• Passage:
* * * * * * * * *

President Barack Obama submitted his proposed Fiscal Year 2014 budget to Congress on 10th April, 66 days after the legal deadline.  The law does not subject the President to any penalties for missing the 4th February deadline, but no previous President has submitted his proposed budget more than a few days late.  The budget proposes to increase federal spending by nearly five percent over the current fiscal year.

Subsidies for renewable energy and energy efficiency total $23 billion over ten years.  Astonishingly, the President proposes to make wind, solar, and geothermal subsidies permanent.  According to a White House fact sheet: “To provide a strong, consistent incentive to encourage investments in renewable energy technologies and to help meet our goal to double generation from wind, solar, and geothermal sources by 2020, the Budget would make permanent the tax credit for the production of renewable electricity.  The Budget makes the Production Tax Credit refundable so new, growing firms can benefit and provide renewable electricity generation.”

For decades, the leaders in the wind and solar industries have told Congress that they just need a few more years of subsidies before they become competitive with energy produced from conventional sources.  Last December, during the debate over whether to extend the wind subsidy for another year, the American Wind Energy Association came forward with a plan to phase out the subsidy over six years. The Obama Administration has concluded that wind and solar will never become competitive with coal and natural gas.

* * * * * * * * *

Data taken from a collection
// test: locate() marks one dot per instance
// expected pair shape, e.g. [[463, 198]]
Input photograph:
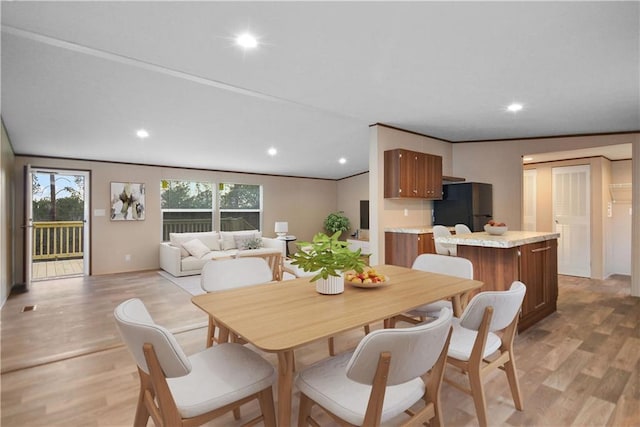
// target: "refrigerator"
[[469, 203]]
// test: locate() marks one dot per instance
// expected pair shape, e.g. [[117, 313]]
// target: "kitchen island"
[[403, 244], [528, 256]]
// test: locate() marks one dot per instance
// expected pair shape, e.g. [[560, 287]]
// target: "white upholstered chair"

* * * * * * * * *

• What to do: Quote the passage on the proposed 2014 budget in full, word for word.

• The completed task:
President Barack Obama submitted his proposed Fiscal Year 2014 budget to Congress on 10th April, 66 days after the legal deadline.  The law does not subject the President to any penalties for missing the 4th February deadline, but no previous President has submitted his proposed budget more than a few days late.  The budget proposes to increase federal spending by nearly five percent over the current fiscal year.

Subsidies for renewable energy and energy efficiency total $23 billion over ten years.  Astonishingly, the President proposes to make wind, solar, and geothermal subsidies permanent.  According to a White House fact sheet: “To provide a strong, consistent incentive to encourage investments in renewable energy technologies and to help meet our goal to double generation from wind, solar, and geothermal sources by 2020, the Budget would make permanent the tax credit for the production of renewable electricity.  The Budget makes the Production Tax Credit refundable so new, growing firms can benefit and provide renewable electricity generation.”

For decades, the leaders in the wind and solar industries have told Congress that they just need a few more years of subsidies before they become competitive with energy produced from conventional sources.  Last December, during the debate over whether to extend the wind subsidy for another year, the American Wind Energy Association came forward with a plan to phase out the subsidy over six years. The Obama Administration has concluded that wind and solar will never become competitive with coal and natural gas.